## Dataset content
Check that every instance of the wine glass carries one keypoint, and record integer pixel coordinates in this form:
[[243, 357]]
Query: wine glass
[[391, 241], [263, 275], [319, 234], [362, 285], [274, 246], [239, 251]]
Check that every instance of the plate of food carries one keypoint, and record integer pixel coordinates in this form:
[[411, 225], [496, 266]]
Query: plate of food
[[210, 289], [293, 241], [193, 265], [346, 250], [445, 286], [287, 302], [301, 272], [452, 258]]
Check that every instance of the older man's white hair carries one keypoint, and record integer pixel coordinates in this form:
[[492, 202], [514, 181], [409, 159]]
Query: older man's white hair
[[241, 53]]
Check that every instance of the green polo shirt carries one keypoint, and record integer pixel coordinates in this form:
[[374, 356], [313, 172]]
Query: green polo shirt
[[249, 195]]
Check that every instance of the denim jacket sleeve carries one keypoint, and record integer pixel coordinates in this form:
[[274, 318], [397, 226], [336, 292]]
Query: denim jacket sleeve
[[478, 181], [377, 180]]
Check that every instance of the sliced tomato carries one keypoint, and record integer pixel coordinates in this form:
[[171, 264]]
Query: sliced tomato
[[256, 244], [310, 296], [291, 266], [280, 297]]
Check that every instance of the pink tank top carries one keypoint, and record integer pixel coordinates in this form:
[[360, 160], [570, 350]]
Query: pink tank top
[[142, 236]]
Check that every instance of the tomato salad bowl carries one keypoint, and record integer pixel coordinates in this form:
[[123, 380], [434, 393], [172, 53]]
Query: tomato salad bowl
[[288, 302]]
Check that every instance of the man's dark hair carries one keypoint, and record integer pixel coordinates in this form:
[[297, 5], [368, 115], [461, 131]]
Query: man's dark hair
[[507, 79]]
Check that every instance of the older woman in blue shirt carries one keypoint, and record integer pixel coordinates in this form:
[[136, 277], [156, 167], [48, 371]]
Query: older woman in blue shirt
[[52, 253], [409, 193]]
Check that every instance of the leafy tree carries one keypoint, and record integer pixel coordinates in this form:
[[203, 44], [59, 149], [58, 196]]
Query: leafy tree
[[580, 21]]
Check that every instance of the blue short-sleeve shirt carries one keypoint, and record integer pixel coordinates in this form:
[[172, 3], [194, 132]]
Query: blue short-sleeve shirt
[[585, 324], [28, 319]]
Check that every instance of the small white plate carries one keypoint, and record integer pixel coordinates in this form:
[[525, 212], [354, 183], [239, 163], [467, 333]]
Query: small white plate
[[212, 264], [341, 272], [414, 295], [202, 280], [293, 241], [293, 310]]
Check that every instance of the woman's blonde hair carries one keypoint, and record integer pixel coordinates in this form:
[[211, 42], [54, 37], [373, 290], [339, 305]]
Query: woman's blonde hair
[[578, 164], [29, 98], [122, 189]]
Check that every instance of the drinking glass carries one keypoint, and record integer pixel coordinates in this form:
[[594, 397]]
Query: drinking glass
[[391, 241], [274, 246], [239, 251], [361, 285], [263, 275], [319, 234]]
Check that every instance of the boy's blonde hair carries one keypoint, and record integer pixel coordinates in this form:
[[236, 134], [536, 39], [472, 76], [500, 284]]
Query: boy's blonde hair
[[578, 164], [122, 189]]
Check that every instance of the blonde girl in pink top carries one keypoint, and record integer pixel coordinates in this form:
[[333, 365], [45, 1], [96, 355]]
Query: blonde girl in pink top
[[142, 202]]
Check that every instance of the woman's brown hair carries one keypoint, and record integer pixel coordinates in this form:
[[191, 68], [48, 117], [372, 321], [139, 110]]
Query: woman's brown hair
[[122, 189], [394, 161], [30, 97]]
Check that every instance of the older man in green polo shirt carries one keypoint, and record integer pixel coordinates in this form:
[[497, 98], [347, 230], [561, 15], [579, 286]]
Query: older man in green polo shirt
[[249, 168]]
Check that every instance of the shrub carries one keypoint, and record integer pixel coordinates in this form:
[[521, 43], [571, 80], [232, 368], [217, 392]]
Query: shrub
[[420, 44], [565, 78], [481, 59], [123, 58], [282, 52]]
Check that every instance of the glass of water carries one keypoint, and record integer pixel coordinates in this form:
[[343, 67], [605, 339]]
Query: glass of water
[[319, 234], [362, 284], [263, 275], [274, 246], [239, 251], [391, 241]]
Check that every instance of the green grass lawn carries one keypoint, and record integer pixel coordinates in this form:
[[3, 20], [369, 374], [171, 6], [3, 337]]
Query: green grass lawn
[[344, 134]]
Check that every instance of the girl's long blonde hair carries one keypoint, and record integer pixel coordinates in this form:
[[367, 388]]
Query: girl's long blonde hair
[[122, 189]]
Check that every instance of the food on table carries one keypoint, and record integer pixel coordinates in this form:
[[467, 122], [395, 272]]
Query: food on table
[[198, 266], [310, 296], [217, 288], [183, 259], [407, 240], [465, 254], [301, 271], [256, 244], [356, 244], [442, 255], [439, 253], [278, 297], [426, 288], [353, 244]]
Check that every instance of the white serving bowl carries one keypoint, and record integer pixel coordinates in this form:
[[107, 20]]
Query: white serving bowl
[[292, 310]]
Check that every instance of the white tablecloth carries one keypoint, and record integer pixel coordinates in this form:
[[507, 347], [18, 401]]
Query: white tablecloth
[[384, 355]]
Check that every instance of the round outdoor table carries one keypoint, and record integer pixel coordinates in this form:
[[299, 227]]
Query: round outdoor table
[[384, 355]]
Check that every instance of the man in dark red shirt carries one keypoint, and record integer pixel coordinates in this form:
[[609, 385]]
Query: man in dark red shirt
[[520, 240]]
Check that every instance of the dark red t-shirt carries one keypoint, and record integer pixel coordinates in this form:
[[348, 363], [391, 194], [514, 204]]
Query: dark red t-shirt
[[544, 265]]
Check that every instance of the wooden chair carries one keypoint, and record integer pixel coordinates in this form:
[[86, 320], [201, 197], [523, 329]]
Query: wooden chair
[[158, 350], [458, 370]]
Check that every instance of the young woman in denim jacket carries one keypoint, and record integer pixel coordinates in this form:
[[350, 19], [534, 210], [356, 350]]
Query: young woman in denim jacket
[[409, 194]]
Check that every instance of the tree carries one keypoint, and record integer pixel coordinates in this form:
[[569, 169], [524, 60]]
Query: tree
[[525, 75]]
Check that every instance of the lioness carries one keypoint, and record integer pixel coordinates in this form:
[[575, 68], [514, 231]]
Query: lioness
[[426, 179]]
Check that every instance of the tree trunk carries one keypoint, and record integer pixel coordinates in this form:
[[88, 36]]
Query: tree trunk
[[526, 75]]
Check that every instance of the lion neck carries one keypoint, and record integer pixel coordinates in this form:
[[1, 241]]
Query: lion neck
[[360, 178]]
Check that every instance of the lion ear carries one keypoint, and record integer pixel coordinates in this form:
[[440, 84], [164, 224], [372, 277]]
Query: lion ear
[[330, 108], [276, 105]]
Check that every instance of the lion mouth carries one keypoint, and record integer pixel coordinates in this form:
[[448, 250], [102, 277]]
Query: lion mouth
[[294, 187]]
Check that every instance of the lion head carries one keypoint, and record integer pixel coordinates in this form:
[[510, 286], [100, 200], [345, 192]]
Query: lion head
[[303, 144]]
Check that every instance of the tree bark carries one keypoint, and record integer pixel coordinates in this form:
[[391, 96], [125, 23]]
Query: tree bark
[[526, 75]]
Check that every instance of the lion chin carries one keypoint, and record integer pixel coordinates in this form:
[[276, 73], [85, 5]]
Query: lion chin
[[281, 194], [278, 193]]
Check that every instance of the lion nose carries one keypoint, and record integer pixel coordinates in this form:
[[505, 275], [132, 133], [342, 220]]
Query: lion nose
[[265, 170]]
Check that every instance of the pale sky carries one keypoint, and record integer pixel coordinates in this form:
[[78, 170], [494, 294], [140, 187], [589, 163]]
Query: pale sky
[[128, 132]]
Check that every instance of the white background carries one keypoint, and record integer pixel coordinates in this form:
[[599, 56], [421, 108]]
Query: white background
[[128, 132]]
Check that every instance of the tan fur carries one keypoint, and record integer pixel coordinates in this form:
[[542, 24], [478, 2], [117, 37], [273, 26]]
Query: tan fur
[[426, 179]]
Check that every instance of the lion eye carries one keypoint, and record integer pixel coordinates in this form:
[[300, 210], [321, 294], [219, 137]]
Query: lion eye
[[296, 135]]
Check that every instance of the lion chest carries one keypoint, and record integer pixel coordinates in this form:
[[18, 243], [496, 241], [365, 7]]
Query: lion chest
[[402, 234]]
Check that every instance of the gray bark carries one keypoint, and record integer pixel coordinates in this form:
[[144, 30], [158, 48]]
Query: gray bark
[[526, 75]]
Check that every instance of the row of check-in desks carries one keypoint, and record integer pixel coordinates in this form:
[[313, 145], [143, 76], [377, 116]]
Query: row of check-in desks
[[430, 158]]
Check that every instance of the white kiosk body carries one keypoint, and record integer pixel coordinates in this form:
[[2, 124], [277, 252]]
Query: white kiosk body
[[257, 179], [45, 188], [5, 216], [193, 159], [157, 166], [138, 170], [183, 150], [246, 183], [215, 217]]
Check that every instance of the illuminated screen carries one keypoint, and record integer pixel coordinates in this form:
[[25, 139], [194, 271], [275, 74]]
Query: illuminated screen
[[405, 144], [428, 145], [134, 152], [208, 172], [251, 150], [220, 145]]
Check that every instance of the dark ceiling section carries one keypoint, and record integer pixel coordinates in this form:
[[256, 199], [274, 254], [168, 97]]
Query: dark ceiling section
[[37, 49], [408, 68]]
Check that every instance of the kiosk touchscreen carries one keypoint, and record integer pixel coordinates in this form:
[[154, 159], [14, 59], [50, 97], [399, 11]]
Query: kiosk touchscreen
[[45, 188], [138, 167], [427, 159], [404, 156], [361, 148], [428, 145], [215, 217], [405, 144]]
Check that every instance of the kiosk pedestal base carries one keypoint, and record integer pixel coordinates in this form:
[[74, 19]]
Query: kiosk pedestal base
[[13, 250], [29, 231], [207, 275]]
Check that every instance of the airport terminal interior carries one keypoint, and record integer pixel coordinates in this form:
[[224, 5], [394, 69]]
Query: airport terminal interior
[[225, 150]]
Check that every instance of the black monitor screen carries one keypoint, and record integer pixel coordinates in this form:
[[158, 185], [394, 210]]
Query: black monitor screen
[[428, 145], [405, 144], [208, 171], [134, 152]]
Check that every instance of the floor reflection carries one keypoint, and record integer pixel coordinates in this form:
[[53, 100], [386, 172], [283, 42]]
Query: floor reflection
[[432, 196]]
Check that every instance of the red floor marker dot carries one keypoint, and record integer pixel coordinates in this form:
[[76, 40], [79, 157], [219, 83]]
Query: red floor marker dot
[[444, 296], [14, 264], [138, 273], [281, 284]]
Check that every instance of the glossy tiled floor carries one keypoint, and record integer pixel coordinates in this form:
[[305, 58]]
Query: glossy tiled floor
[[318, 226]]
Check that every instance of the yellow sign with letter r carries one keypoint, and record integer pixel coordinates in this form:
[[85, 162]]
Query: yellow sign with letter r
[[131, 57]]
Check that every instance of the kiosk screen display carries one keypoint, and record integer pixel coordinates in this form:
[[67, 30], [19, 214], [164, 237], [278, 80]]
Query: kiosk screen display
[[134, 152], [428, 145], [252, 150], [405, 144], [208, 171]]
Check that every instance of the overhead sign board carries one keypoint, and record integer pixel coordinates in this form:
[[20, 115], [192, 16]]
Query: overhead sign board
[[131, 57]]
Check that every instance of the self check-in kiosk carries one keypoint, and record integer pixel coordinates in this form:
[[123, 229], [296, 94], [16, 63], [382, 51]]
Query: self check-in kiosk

## Your task
Convert the material, starting with its first line and going on through the line containing "[[249, 195]]", into a Markdown table with the columns Row and Line, numbering each row and leaving out blank lines.

## Result for this task
| Row | Line |
|---|---|
| 1 | Check that every instance of the wine glass carries one keypoint, and record integer pixel coordinates in this form: |
| 2 | [[243, 357]] |
| 3 | Query: wine glass |
| 4 | [[391, 241], [263, 275], [319, 234], [362, 285], [274, 246], [239, 251]] |
| 5 | Check that every instance of the plate of food carries one keypoint, and record integer pixel coordinates in this form: |
| 6 | [[411, 225], [496, 266]] |
| 7 | Query: plate of food |
| 8 | [[210, 289], [293, 241], [193, 265], [346, 250], [445, 286], [287, 302], [301, 272], [452, 258]] |
| 9 | Check that every instance of the older man's white hair carries one keypoint, and record integer pixel coordinates in this form: |
| 10 | [[492, 202], [514, 181], [409, 159]] |
| 11 | Query: older man's white hair |
| 12 | [[241, 53]] |
| 13 | Check that every instance of the green polo shirt carries one keypoint, and record integer pixel coordinates in this form: |
| 14 | [[374, 356], [313, 172]] |
| 15 | Query: green polo shirt |
| 16 | [[249, 195]] |